[Recorded data]
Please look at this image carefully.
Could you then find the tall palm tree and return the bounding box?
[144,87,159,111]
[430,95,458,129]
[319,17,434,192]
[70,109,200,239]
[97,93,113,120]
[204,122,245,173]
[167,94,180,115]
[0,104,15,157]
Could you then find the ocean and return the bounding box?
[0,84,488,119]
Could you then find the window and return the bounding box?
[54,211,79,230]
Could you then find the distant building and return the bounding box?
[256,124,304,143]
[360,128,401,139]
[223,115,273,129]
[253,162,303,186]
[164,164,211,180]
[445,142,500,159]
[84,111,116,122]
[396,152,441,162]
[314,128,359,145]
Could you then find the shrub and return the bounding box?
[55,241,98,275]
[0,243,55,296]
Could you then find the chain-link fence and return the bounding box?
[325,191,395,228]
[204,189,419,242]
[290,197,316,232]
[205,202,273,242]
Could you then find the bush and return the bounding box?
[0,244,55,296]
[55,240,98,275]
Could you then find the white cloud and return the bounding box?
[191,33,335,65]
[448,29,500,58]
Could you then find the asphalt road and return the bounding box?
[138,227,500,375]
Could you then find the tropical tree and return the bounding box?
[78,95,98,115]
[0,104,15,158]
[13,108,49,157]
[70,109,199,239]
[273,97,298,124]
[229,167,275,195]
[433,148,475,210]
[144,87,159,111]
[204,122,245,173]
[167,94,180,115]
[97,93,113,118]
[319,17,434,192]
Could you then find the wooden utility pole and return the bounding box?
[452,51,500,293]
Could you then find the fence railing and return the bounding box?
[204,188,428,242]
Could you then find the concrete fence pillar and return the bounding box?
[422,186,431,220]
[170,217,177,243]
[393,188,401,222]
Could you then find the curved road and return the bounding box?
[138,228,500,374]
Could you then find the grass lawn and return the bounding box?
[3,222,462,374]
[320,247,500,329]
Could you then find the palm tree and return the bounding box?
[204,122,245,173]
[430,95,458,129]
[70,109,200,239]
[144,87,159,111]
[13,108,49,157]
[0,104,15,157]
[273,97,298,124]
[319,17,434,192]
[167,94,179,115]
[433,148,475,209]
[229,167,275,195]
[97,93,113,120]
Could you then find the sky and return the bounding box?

_PROBLEM DETAILS_.
Give exactly, and nothing besides, the lines from the one in which "Could you then find the palm" occurs through the end of the records.

_YOUR RESPONSE_.
Could you then find the palm tree and return the bounding box?
[204,122,245,173]
[430,95,458,129]
[70,109,200,239]
[144,87,159,111]
[13,108,49,157]
[0,104,15,157]
[273,97,298,124]
[319,17,434,192]
[167,94,179,115]
[433,148,475,209]
[229,167,275,195]
[97,93,113,120]
Could you then find the sky and return the bounding box?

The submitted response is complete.